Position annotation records
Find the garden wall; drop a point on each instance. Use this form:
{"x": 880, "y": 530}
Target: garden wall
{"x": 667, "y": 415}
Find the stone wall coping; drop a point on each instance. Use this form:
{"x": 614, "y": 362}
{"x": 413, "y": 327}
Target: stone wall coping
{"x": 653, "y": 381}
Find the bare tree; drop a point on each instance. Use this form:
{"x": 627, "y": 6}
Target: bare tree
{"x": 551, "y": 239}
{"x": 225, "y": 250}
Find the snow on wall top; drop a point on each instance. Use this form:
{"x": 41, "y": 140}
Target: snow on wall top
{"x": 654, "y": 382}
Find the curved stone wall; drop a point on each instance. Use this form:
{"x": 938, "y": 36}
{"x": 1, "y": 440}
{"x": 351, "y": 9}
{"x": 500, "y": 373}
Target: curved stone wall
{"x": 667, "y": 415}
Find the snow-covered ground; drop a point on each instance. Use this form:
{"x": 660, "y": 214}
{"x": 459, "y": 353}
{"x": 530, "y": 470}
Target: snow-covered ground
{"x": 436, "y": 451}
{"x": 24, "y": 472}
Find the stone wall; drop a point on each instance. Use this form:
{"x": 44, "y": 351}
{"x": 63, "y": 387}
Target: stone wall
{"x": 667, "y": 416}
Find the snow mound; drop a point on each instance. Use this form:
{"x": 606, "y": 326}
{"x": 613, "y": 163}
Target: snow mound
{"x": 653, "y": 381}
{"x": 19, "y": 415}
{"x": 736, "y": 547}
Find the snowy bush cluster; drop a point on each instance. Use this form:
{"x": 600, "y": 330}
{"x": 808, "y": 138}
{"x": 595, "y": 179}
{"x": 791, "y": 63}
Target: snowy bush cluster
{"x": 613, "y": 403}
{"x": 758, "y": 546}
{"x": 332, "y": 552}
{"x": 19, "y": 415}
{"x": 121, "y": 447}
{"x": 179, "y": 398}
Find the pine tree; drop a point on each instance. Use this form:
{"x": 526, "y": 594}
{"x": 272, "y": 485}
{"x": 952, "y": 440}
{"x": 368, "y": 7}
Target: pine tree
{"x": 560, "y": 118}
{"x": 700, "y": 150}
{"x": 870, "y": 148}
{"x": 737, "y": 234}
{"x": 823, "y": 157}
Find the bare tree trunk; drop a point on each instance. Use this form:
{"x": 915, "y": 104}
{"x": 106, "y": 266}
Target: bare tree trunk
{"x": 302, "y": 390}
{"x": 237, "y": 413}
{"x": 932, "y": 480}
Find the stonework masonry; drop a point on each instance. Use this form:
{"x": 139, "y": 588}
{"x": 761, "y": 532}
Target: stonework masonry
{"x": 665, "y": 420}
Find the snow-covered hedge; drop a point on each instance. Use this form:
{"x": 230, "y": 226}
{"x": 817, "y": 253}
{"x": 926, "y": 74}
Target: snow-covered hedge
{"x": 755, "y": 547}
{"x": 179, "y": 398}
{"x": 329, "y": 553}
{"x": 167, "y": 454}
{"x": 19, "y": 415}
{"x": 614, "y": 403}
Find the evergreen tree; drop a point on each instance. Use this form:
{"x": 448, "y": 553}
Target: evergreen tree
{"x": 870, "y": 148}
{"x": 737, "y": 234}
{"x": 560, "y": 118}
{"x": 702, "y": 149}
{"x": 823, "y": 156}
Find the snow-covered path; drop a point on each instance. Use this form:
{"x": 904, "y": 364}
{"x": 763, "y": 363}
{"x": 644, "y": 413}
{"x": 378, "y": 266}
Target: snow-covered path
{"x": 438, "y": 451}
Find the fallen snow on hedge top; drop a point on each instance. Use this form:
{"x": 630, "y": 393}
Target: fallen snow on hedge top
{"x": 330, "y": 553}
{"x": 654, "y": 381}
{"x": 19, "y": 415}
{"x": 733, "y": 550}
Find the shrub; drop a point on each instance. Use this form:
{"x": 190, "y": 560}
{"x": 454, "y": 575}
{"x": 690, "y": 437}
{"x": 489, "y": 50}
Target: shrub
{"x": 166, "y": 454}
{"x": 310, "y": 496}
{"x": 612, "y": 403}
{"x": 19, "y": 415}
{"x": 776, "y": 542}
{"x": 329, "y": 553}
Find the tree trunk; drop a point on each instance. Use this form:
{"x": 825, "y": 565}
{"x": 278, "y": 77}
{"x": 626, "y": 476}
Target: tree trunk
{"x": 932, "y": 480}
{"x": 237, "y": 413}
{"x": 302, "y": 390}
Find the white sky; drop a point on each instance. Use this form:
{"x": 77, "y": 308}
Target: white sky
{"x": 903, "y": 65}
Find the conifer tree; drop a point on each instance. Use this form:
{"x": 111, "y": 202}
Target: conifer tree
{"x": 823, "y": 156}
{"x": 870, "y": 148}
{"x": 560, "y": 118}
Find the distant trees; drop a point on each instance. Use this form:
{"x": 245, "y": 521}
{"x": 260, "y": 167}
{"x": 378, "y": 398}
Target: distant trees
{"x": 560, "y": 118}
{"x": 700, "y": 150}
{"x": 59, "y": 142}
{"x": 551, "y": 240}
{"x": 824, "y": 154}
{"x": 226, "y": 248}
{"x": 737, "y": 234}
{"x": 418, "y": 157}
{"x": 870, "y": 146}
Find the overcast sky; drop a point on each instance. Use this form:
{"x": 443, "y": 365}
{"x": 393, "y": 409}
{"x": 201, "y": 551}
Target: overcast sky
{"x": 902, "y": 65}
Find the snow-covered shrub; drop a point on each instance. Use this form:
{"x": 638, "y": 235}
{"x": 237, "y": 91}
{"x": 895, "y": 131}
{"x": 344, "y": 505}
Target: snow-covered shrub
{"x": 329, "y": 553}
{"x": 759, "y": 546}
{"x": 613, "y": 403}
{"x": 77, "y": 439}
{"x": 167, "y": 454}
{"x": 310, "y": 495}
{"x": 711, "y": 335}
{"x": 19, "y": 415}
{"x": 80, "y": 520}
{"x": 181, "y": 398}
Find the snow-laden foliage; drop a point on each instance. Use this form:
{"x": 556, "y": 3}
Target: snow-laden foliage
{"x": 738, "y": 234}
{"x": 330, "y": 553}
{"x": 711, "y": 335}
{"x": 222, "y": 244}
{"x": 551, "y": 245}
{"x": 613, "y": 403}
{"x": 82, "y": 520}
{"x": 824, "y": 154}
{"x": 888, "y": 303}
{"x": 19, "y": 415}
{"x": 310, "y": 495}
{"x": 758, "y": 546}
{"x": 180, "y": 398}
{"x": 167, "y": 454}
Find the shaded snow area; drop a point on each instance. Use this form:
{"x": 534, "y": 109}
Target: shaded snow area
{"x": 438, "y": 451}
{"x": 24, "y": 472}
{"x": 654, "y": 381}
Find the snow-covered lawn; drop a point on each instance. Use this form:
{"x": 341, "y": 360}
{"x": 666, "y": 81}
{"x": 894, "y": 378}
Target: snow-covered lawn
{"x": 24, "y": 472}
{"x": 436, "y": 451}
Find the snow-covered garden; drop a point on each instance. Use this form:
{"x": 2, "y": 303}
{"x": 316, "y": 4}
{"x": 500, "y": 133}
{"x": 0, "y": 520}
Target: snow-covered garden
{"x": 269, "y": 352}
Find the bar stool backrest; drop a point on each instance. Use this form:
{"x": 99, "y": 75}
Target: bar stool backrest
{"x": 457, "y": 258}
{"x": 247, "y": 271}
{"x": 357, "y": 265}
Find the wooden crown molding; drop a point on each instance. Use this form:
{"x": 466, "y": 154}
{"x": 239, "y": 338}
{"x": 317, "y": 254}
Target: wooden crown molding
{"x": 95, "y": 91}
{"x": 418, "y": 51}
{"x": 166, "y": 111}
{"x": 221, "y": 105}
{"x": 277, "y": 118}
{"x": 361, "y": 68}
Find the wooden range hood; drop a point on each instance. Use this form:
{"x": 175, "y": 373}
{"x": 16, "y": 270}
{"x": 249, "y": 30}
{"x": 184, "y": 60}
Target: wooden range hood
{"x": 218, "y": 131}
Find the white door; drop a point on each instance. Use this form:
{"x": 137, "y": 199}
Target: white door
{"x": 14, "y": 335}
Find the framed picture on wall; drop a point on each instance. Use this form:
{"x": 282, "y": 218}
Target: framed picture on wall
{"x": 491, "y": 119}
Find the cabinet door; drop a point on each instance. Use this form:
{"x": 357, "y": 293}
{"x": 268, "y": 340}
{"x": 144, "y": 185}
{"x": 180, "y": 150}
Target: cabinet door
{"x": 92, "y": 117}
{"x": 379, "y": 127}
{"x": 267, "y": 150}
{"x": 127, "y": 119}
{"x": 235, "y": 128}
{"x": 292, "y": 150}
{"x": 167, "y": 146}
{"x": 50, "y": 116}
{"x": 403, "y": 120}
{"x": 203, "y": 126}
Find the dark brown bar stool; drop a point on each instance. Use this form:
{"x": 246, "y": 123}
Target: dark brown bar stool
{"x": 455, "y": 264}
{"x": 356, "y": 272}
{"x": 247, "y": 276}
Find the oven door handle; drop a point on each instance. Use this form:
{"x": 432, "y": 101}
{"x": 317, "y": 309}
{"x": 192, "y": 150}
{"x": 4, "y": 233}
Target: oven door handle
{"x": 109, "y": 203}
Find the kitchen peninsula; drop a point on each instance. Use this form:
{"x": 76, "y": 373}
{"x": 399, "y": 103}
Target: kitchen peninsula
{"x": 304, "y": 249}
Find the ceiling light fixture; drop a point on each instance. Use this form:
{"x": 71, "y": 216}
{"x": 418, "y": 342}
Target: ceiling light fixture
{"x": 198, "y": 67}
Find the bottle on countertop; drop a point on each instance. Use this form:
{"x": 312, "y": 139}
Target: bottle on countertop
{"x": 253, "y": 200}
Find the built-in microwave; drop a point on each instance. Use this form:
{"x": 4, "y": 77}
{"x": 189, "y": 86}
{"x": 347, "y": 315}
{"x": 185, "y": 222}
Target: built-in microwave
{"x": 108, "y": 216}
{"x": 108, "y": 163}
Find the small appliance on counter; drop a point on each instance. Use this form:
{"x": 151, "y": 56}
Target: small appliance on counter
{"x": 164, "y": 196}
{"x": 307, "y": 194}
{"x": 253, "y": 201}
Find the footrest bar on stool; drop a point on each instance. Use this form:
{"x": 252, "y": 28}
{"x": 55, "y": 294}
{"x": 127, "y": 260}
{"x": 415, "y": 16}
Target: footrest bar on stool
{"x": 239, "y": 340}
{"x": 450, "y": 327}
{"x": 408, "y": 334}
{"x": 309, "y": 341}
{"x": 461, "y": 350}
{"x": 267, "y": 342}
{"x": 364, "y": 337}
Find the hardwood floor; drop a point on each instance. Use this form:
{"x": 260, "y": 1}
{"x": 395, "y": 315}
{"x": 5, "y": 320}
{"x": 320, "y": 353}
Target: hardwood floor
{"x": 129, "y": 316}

» PROBLEM DETAILS:
Starting with the line that contains "Find the dark", print each line through the last one in the listing. Include both end lines and add nothing.

» WORKED SOLUTION:
Find the dark brown bar stool; drop a point on each instance. Use this form:
{"x": 246, "y": 123}
Target: dark brown bar stool
{"x": 455, "y": 264}
{"x": 356, "y": 272}
{"x": 247, "y": 276}
Find the oven door handle; drop a point on each instance. Use this form:
{"x": 432, "y": 101}
{"x": 317, "y": 309}
{"x": 192, "y": 150}
{"x": 4, "y": 233}
Target: oven door handle
{"x": 109, "y": 203}
Find the kitchen peninsula; drop a point on each instance. Use this form:
{"x": 76, "y": 373}
{"x": 399, "y": 103}
Target: kitchen peninsula
{"x": 304, "y": 249}
Find the ceiling light fixture; drop a point on each instance. Use this form:
{"x": 71, "y": 216}
{"x": 418, "y": 342}
Target: ceiling light fixture
{"x": 198, "y": 67}
Find the bottle on countertop; drop a point on each instance. Use this form:
{"x": 312, "y": 139}
Target: bottle on countertop
{"x": 253, "y": 200}
Find the built-in microwave; drop a point on each instance. Use this form:
{"x": 4, "y": 77}
{"x": 189, "y": 86}
{"x": 347, "y": 315}
{"x": 185, "y": 222}
Target: built-in microwave
{"x": 108, "y": 216}
{"x": 108, "y": 163}
Find the small appliance on counter; drop a point on each instance. Use this form:
{"x": 151, "y": 56}
Target: small appliance on counter
{"x": 164, "y": 196}
{"x": 307, "y": 194}
{"x": 253, "y": 201}
Find the footrest bar on stool; drop a point on each instance. Use this form:
{"x": 252, "y": 28}
{"x": 55, "y": 294}
{"x": 127, "y": 260}
{"x": 415, "y": 16}
Target: footrest bar on stool
{"x": 239, "y": 340}
{"x": 450, "y": 327}
{"x": 408, "y": 334}
{"x": 309, "y": 341}
{"x": 461, "y": 350}
{"x": 267, "y": 342}
{"x": 364, "y": 337}
Find the hardwood floor; drop a point on each instance. Use this form:
{"x": 260, "y": 1}
{"x": 395, "y": 315}
{"x": 5, "y": 320}
{"x": 320, "y": 353}
Target: hardwood floor
{"x": 129, "y": 316}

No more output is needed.